* _TEXT SEGMENT_

--*--

India pulled off one of its greatest Test wins, responding from a nightmare start to the Border Gavaskar series to stun Australia by eight wickets at the MCG.
An Ajinkya Rahane-inspired India bounced back from its record-low of 36 in Adelaide 10 days ago to chase down Australia’s fourth-innings target of 70 in the second Test.
Even without star captain Virat Kohli, India levelled the series at one-all to become the first touring side to win consecutive Boxing Day Tests in Melbourne since England in 1982 and 1986.
Australia’s lower order, spearheaded by young all-rounder Cameron Green, added 67 runs in the first session on day four after resuming on 6-133 to be all out for 200.
India suffered some early anxious moments in the tiny chase, falling to 2-19, but rookie opener Shubman Gill (35 not out) and stand-in skipper Rahane (27 not out) guided the tourists home in the 16th over on Tuesday.
Led superbly by Rahane, who was awarded man of the match for his courageous 112 in the first innings, India controlled the contest from day one when they rolled Australia for 195.
Although Rahane’s 12th Test century, which Indian legend Sunil Gavaskar hailed as one of the most important innings in the country’s history, was vital, it was the bowlers who laid the foundation.
Australia’s batting problems were exposed by a disciplined Indian bowling unit that never allowed the batsmen to settle.
It was the first time since 1988 Australia have had a home Test without any batsman posting a half-century – Marnus Labuschagne’s first-innings 48 was the hosts’ top score.
India could have slumped when veteran quick Umesh Yadav hobbled off with a lower-leg injury, shortly after dismissing out-of-form opener Joe Burns for four to follow the Australian’s first-innings duck.
But star quick Jasprit Bumrah and pace debutant Mohammed Siraj stepped up with spinners Ravi Ashwin and Ravindra Jadeja to never relent against the brittle Australian top order.
The load was shared between the frontline attack in both innings, with Bumrah (six wickets), Ashwin (five) and Siraj (five) dominating.
“Character and attitude was really important going into the Test match, but there’s still lots to learn for us as a team,” Rahane said.
It was hard for us because (we were down to) four bowlers, but credit to each and every individual for showing their passion and their character.’’
India could be given an extra boost with speculation the next Test will be held at the MCG, instead of the SCG, due to the COVID-19 outbreak in Sydney’s Northern Beaches.
Its only concern will be finding a replacement fast bowler if Yadav is ruled out of the next match.
But Australia has plenty of soul-searching to do after losing its first Test on home soil since the corresponding match in 2018.
Justin Langer’s team went undefeated last summer with clean sweeps against Pakistan (2-0) and New Zealand (3-0).
Burns’ poor run will almost certainly see him dropped, particularly with David Warner set to return from injury.
But it wasn’t just the batting that cost Australia, with abysmal fielding in the first innings allowing India to reach 326.
Australia captain Tim Paine was left bitterly disappointed by the performance.
“We played pretty poor cricket and sloppy cricket for much of the Test match. That’s to take nothing away from India,” Paine said.
“They forced us into a number of mistakes with the bat and in the field, and when you do that against good sides, you make it very hard to win.”

--*--

* _EXERCISE 1_
List every Indian bowler named in the match report.
* _EXERCISE 2_
According to the match report, how many runs did India reach in its first innings?
* _EXERCISE 3_
Extract the passage of the match report from "It was the first" to "Siraj (five) dominating.", word for word.
The records have no connection to the match report.

--*--

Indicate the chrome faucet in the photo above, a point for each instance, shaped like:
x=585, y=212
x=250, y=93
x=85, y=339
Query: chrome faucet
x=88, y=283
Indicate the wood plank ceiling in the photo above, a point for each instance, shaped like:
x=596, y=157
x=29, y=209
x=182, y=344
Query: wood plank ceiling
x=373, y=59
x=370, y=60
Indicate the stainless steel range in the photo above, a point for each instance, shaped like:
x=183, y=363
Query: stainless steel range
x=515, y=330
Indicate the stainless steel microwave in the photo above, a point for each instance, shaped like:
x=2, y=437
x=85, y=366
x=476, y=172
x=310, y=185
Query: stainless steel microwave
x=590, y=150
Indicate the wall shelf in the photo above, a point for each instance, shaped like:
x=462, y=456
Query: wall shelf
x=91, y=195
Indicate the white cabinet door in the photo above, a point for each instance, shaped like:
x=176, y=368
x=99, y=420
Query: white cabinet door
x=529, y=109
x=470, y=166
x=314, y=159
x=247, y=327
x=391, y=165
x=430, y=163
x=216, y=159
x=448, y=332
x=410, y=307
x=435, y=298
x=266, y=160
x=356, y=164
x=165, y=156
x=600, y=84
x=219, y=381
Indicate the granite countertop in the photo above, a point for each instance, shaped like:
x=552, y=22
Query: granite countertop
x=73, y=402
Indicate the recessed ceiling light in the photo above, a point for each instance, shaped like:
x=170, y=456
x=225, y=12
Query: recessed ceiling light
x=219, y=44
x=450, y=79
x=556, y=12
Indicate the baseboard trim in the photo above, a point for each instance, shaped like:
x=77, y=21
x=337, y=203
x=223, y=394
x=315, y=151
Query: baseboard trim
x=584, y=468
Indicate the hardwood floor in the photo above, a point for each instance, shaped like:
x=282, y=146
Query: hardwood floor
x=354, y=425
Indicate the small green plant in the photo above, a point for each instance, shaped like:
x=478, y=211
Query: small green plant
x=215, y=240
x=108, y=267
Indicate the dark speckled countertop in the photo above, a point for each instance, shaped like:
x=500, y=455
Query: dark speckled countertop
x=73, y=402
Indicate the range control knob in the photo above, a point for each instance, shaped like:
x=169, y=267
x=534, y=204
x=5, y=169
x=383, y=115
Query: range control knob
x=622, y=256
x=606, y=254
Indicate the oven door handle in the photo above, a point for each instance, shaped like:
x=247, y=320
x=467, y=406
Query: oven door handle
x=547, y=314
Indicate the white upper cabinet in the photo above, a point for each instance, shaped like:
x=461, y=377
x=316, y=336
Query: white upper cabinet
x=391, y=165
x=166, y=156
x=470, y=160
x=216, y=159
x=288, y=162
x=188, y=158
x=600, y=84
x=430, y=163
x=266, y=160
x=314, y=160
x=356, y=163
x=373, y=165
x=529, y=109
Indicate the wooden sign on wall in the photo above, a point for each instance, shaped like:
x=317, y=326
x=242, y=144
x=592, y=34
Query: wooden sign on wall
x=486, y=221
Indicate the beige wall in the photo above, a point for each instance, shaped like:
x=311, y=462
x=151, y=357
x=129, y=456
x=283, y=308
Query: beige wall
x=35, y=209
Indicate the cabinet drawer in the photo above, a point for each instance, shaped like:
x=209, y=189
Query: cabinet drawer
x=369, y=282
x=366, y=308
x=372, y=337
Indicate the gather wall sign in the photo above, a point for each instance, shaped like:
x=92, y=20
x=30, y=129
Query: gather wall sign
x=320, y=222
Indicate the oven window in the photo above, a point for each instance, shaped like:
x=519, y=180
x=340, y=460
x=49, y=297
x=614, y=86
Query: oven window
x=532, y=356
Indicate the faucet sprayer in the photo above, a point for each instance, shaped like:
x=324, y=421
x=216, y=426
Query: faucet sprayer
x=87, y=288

--*--

* _REPLY 1_
Umesh Yadav, Jasprit Bumrah, Mohammed Siraj, Ravi Ashwin, Ravindra Jadeja

* _REPLY 2_
326

* _REPLY 3_
It was the first time since 1988 Australia have had a home Test without any batsman posting a half-century – Marnus Labuschagne’s first-innings 48 was the hosts’ top score.
India could have slumped when veteran quick Umesh Yadav hobbled off with a lower-leg injury, shortly after dismissing out-of-form opener Joe Burns for four to follow the Australian’s first-innings duck.
But star quick Jasprit Bumrah and pace debutant Mohammed Siraj stepped up with spinners Ravi Ashwin and Ravindra Jadeja to never relent against the brittle Australian top order.
The load was shared between the frontline attack in both innings, with Bumrah (six wickets), Ashwin (five) and Siraj (five) dominating.